__DOCUMENT__.
---*---

Even with the continuous use of DAS and increased use of NAS, SANs continue to provide medium- and large-sized enterprise organizations with reliable shared storage over high-speed Fibre Channel, iSCSI and Fibre Channel over Ethernet protocols.

And if you’ve ever had the pleasure of purchasing a SAN system, you know slogging through the marketing and sales speak can make getting the right system tough.

This article is the first in a series that will guide you through the SAN buying process and give you the information you need to make an educated purchase decision. This article will help you to decide if a SAN system is right for your organization, or if another storage architecture like DAS or NAS would be a better fit.

The second article will describe the critical features, performance metrics and purchasing criteria you should consider when preparing a vendor request for proposal.

The third article will compare market-leading SAN systems against purchasing criteria, as well as against each other, to give you an expert opinion to ensure your ultimate purchase is the right system for your organization.

---*---

__DATASET RECORDS__.

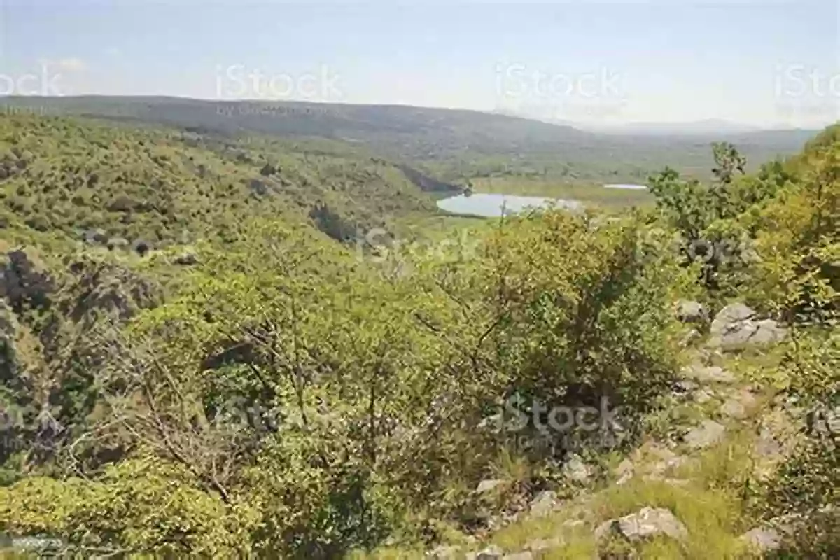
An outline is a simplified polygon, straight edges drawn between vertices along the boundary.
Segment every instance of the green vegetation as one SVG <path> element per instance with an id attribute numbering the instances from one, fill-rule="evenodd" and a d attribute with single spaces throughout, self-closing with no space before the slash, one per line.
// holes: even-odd
<path id="1" fill-rule="evenodd" d="M 433 165 L 334 139 L 3 118 L 0 531 L 80 556 L 422 557 L 562 536 L 546 557 L 732 558 L 787 516 L 774 553 L 835 557 L 837 133 L 754 173 L 715 144 L 709 181 L 665 169 L 651 193 L 588 199 L 607 211 L 475 220 L 436 215 Z M 710 350 L 707 325 L 687 337 L 675 312 L 686 299 L 746 301 L 790 336 Z M 701 449 L 685 423 L 732 397 L 676 402 L 698 356 L 735 372 L 720 385 L 755 385 Z M 765 416 L 794 398 L 822 429 L 759 476 Z M 544 427 L 604 403 L 619 426 Z M 666 442 L 685 460 L 660 468 Z M 529 516 L 545 491 L 566 505 Z M 643 507 L 685 538 L 594 536 Z"/>

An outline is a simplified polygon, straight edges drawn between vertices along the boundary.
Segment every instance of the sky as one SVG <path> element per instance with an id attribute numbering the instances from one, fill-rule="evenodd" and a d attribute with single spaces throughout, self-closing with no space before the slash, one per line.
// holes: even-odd
<path id="1" fill-rule="evenodd" d="M 0 95 L 840 118 L 840 0 L 0 0 Z"/>

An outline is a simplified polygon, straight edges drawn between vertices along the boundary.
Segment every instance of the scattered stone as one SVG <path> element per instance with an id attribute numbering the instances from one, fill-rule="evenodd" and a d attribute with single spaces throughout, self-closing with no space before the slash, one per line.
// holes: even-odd
<path id="1" fill-rule="evenodd" d="M 681 300 L 677 302 L 677 318 L 682 322 L 706 324 L 711 317 L 702 303 Z"/>
<path id="2" fill-rule="evenodd" d="M 616 484 L 619 485 L 626 484 L 627 480 L 633 478 L 635 468 L 633 461 L 630 459 L 622 461 L 618 467 L 616 468 L 616 475 L 618 477 Z"/>
<path id="3" fill-rule="evenodd" d="M 706 420 L 701 426 L 685 434 L 685 442 L 695 449 L 707 447 L 712 443 L 721 441 L 726 430 L 726 427 L 722 424 Z"/>
<path id="4" fill-rule="evenodd" d="M 131 250 L 140 257 L 144 257 L 152 250 L 152 245 L 144 239 L 135 239 L 134 243 L 131 243 Z"/>
<path id="5" fill-rule="evenodd" d="M 695 364 L 684 368 L 682 374 L 700 383 L 734 383 L 735 376 L 718 366 L 706 367 Z"/>
<path id="6" fill-rule="evenodd" d="M 637 513 L 602 523 L 595 530 L 595 537 L 601 540 L 611 532 L 631 541 L 658 535 L 680 540 L 688 536 L 685 526 L 670 510 L 652 507 L 642 508 Z"/>
<path id="7" fill-rule="evenodd" d="M 475 556 L 475 560 L 502 560 L 505 552 L 496 545 L 491 545 Z"/>
<path id="8" fill-rule="evenodd" d="M 198 255 L 192 252 L 183 253 L 176 257 L 174 262 L 182 266 L 192 266 L 198 264 Z"/>
<path id="9" fill-rule="evenodd" d="M 576 453 L 570 456 L 569 460 L 563 465 L 563 472 L 570 480 L 581 484 L 587 482 L 591 474 L 589 467 Z"/>
<path id="10" fill-rule="evenodd" d="M 660 461 L 654 465 L 651 470 L 652 474 L 655 476 L 661 476 L 669 468 L 677 468 L 685 464 L 688 459 L 685 457 L 680 455 L 674 455 L 664 461 Z"/>
<path id="11" fill-rule="evenodd" d="M 89 229 L 84 234 L 85 242 L 90 245 L 102 245 L 108 243 L 108 233 L 104 229 Z"/>
<path id="12" fill-rule="evenodd" d="M 545 517 L 554 511 L 559 505 L 557 494 L 551 490 L 540 492 L 531 502 L 531 516 Z"/>
<path id="13" fill-rule="evenodd" d="M 688 332 L 686 332 L 685 336 L 683 337 L 683 338 L 682 338 L 681 341 L 680 341 L 680 345 L 682 348 L 688 348 L 692 343 L 694 343 L 695 342 L 700 340 L 702 338 L 703 338 L 703 335 L 701 335 L 700 333 L 700 331 L 698 331 L 696 328 L 692 328 L 690 331 L 689 331 Z"/>
<path id="14" fill-rule="evenodd" d="M 108 247 L 109 251 L 113 251 L 116 249 L 125 249 L 129 244 L 129 240 L 124 238 L 111 238 L 106 243 L 106 247 Z"/>
<path id="15" fill-rule="evenodd" d="M 525 548 L 530 550 L 532 552 L 536 552 L 539 554 L 540 552 L 545 552 L 552 548 L 559 548 L 563 546 L 563 541 L 559 538 L 555 539 L 540 539 L 538 541 L 532 541 L 525 545 Z"/>
<path id="16" fill-rule="evenodd" d="M 782 536 L 779 531 L 762 527 L 756 527 L 742 535 L 740 538 L 762 552 L 778 550 L 781 547 L 782 542 Z"/>
<path id="17" fill-rule="evenodd" d="M 504 560 L 533 560 L 533 554 L 528 551 L 522 551 L 515 554 L 508 554 L 504 557 Z"/>
<path id="18" fill-rule="evenodd" d="M 460 549 L 458 547 L 438 547 L 434 550 L 426 552 L 428 560 L 456 560 Z"/>
<path id="19" fill-rule="evenodd" d="M 495 490 L 499 486 L 505 484 L 504 480 L 482 480 L 475 488 L 476 494 L 486 494 Z"/>
<path id="20" fill-rule="evenodd" d="M 698 405 L 704 405 L 714 399 L 715 394 L 707 389 L 701 389 L 700 390 L 695 391 L 692 394 L 691 398 L 694 399 Z"/>
<path id="21" fill-rule="evenodd" d="M 721 414 L 739 420 L 747 416 L 747 408 L 735 399 L 728 399 L 721 406 Z"/>
<path id="22" fill-rule="evenodd" d="M 746 344 L 780 342 L 787 330 L 773 319 L 759 320 L 758 313 L 743 303 L 724 307 L 711 322 L 709 344 L 723 349 Z"/>
<path id="23" fill-rule="evenodd" d="M 685 486 L 691 483 L 690 480 L 686 480 L 685 479 L 669 479 L 659 474 L 648 474 L 644 477 L 644 480 L 645 482 L 662 482 L 672 486 Z"/>

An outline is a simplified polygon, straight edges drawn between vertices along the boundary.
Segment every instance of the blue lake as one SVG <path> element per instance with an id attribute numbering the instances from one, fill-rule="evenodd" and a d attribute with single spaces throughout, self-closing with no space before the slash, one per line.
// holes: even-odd
<path id="1" fill-rule="evenodd" d="M 438 207 L 453 214 L 468 214 L 484 217 L 499 217 L 502 207 L 505 215 L 516 214 L 533 208 L 558 208 L 580 210 L 583 204 L 580 201 L 563 198 L 543 198 L 542 196 L 517 196 L 516 195 L 474 194 L 470 196 L 459 195 L 438 201 Z"/>

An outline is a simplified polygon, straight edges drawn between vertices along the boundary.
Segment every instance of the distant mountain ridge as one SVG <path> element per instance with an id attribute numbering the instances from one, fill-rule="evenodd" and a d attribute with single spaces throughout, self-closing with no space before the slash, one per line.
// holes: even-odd
<path id="1" fill-rule="evenodd" d="M 171 97 L 0 97 L 0 114 L 21 113 L 157 124 L 239 139 L 269 135 L 339 142 L 449 184 L 493 176 L 575 184 L 639 182 L 666 165 L 703 174 L 712 165 L 711 141 L 733 141 L 749 162 L 757 164 L 798 152 L 816 133 L 738 126 L 716 132 L 722 124 L 715 121 L 696 124 L 693 133 L 685 133 L 680 125 L 656 123 L 604 131 L 516 114 L 406 105 Z"/>

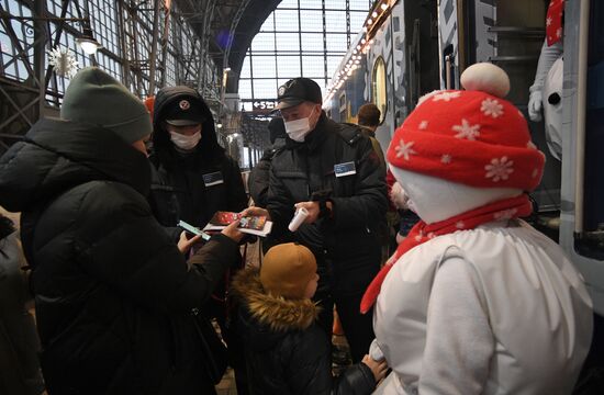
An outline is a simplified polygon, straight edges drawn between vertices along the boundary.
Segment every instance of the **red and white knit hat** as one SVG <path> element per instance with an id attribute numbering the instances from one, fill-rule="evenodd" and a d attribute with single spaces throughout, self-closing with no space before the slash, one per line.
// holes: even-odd
<path id="1" fill-rule="evenodd" d="M 530 140 L 524 115 L 503 100 L 505 71 L 477 64 L 461 76 L 463 91 L 433 92 L 399 127 L 388 148 L 398 168 L 477 188 L 534 190 L 545 155 Z"/>

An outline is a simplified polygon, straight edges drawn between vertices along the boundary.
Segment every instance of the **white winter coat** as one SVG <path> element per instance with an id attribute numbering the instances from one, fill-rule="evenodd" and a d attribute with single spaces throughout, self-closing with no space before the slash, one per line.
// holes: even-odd
<path id="1" fill-rule="evenodd" d="M 561 248 L 522 221 L 436 237 L 385 278 L 373 328 L 383 394 L 570 394 L 591 300 Z"/>

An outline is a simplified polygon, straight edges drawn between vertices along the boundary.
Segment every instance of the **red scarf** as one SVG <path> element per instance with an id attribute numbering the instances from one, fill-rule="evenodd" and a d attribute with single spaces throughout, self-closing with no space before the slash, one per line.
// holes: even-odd
<path id="1" fill-rule="evenodd" d="M 528 216 L 533 212 L 533 205 L 526 194 L 517 198 L 506 199 L 497 201 L 495 203 L 486 204 L 472 211 L 456 215 L 451 218 L 437 222 L 434 224 L 426 224 L 420 221 L 409 232 L 407 237 L 399 245 L 393 257 L 389 259 L 389 262 L 380 270 L 378 275 L 371 281 L 371 284 L 367 287 L 365 295 L 360 302 L 360 312 L 367 313 L 380 294 L 383 280 L 394 263 L 410 249 L 415 246 L 420 246 L 437 236 L 452 234 L 457 230 L 473 229 L 477 226 L 486 224 L 493 221 L 511 219 L 517 217 Z"/>

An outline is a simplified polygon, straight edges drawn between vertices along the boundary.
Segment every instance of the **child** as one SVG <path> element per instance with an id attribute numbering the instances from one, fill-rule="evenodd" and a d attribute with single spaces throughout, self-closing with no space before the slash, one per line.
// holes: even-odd
<path id="1" fill-rule="evenodd" d="M 250 394 L 370 394 L 384 376 L 385 363 L 366 356 L 332 377 L 329 339 L 311 301 L 317 280 L 313 253 L 293 242 L 272 247 L 260 271 L 234 279 Z"/>
<path id="2" fill-rule="evenodd" d="M 521 219 L 545 156 L 501 68 L 461 84 L 420 101 L 388 149 L 422 221 L 361 302 L 392 366 L 376 394 L 570 394 L 592 308 L 560 246 Z"/>

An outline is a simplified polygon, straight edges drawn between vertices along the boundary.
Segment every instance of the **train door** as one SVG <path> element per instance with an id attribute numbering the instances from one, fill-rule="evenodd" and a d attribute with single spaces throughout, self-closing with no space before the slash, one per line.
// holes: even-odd
<path id="1" fill-rule="evenodd" d="M 604 315 L 604 3 L 567 1 L 560 245 Z M 602 328 L 601 328 L 602 329 Z"/>
<path id="2" fill-rule="evenodd" d="M 506 99 L 527 116 L 547 5 L 547 0 L 440 0 L 441 88 L 459 89 L 466 67 L 490 61 L 507 72 L 512 89 Z M 549 154 L 544 123 L 529 122 L 529 127 L 534 143 L 548 156 L 544 179 L 533 198 L 541 217 L 555 218 L 560 206 L 560 162 Z M 557 239 L 557 222 L 543 219 L 543 230 Z"/>

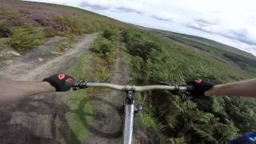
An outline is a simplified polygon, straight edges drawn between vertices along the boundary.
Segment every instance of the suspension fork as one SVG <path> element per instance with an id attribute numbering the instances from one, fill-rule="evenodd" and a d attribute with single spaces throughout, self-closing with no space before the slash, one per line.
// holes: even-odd
<path id="1" fill-rule="evenodd" d="M 134 91 L 126 91 L 124 98 L 124 126 L 123 144 L 131 144 L 133 135 L 134 114 L 135 94 Z"/>

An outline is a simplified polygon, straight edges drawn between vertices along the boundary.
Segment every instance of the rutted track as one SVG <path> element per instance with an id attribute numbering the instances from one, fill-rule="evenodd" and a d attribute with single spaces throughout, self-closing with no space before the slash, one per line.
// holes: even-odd
<path id="1" fill-rule="evenodd" d="M 97 34 L 94 34 L 79 38 L 74 49 L 61 55 L 52 53 L 52 43 L 56 42 L 54 39 L 48 42 L 2 67 L 0 78 L 41 81 L 74 64 L 81 54 L 88 52 Z M 43 61 L 39 61 L 38 58 Z M 65 117 L 66 109 L 66 106 L 59 105 L 54 93 L 38 94 L 18 103 L 1 106 L 0 143 L 66 143 L 62 141 L 63 138 L 61 136 L 61 133 L 66 131 L 59 131 L 55 126 L 57 114 L 63 113 Z M 60 115 L 59 118 L 62 118 Z"/>

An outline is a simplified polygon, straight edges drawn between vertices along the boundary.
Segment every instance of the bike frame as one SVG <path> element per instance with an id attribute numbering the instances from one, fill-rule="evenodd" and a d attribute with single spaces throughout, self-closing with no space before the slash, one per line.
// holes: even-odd
<path id="1" fill-rule="evenodd" d="M 151 90 L 180 90 L 186 91 L 193 89 L 193 87 L 179 86 L 178 85 L 163 86 L 163 85 L 153 85 L 153 86 L 120 86 L 104 82 L 87 82 L 85 81 L 76 82 L 72 84 L 71 87 L 83 89 L 87 87 L 106 87 L 116 90 L 126 92 L 124 96 L 124 120 L 123 120 L 123 144 L 132 143 L 132 134 L 134 125 L 134 115 L 135 110 L 135 92 L 142 92 Z"/>

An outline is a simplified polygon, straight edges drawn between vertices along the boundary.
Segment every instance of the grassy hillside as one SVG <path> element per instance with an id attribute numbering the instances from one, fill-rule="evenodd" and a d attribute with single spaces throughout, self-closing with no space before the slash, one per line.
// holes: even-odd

---*---

__REQUIRED TASK 1__. Print the passage of the SAN article between "Even with the" and "request for proposal.", inclusive.
__REQUIRED TASK 2__.
Answer these questions using the SAN article:
(a) Over which protocols do SANs provide shared storage?
(b) What will the second article in the series describe?
(c) Against what will the third article compare market-leading SAN systems?
The rows are separate material and have no connection to the SAN article.

__OUTPUT 1__.
Even with the continuous use of DAS and increased use of NAS, SANs continue to provide medium- and large-sized enterprise organizations with reliable shared storage over high-speed Fibre Channel, iSCSI and Fibre Channel over Ethernet protocols.

And if you’ve ever had the pleasure of purchasing a SAN system, you know slogging through the marketing and sales speak can make getting the right system tough.

This article is the first in a series that will guide you through the SAN buying process and give you the information you need to make an educated purchase decision. This article will help you to decide if a SAN system is right for your organization, or if another storage architecture like DAS or NAS would be a better fit.

The second article will describe the critical features, performance metrics and purchasing criteria you should consider when preparing a vendor request for proposal.

__OUTPUT 2__.
(a) Fibre Channel, iSCSI and Fibre Channel over Ethernet.
(b) The critical features, performance metrics and purchasing criteria to consider when preparing a vendor request for proposal.
(c) Against purchasing criteria and against each other.